───── Records for the exercise
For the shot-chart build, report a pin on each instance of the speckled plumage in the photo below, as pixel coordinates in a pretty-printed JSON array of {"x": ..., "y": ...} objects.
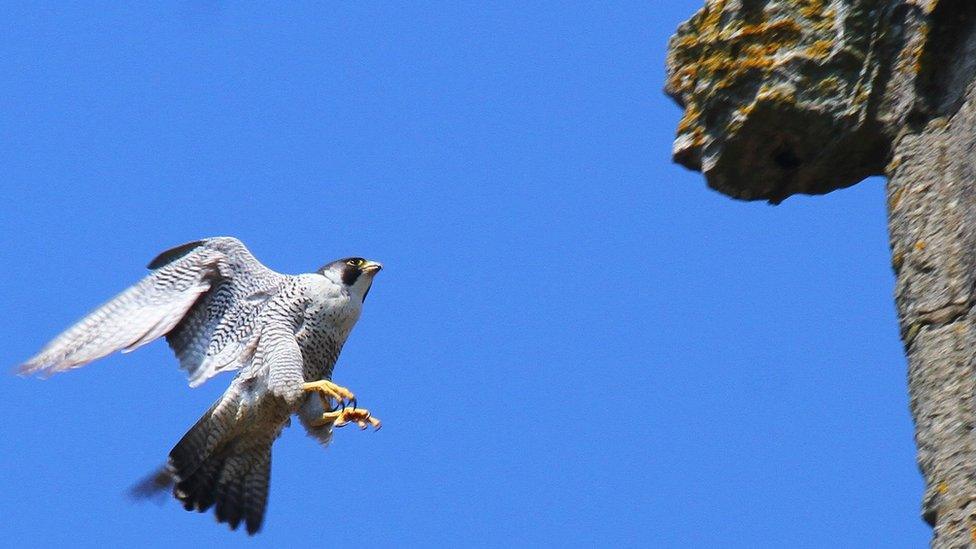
[{"x": 221, "y": 309}]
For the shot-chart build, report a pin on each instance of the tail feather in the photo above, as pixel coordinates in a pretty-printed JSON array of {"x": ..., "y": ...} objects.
[{"x": 222, "y": 465}]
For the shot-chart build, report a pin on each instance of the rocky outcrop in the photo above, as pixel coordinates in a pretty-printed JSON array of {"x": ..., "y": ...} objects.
[{"x": 807, "y": 96}]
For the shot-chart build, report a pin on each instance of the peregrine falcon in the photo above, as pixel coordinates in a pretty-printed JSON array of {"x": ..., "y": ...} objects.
[{"x": 220, "y": 310}]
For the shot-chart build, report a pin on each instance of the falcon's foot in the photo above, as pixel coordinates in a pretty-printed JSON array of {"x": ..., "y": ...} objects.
[
  {"x": 340, "y": 418},
  {"x": 331, "y": 392}
]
──────────
Could you reproduce the lines of the listing from the one containing "of the rocky" through the end of the listing, inclusive, swapping "pin" for "marker" and leaving everything else unchanged?

For the shot-chart build, report a marker on each instance of the rocky outcrop in the photo above, as pixel coordinates in a pretty-printed JSON array of {"x": ..., "y": ...} objects.
[{"x": 807, "y": 96}]
For the shot-chart build, report a marker on each instance of the peregrine falcon in the photo above, as pixel coordinates in a pretty-printed JSON array of {"x": ..., "y": ...} objects.
[{"x": 220, "y": 310}]
For the shot-chart build, report a marker on each instance of the falcon's foot in the photo above, as pixel coordinates in a pretty-printed JSON array of {"x": ..., "y": ...} objects.
[
  {"x": 340, "y": 418},
  {"x": 331, "y": 392}
]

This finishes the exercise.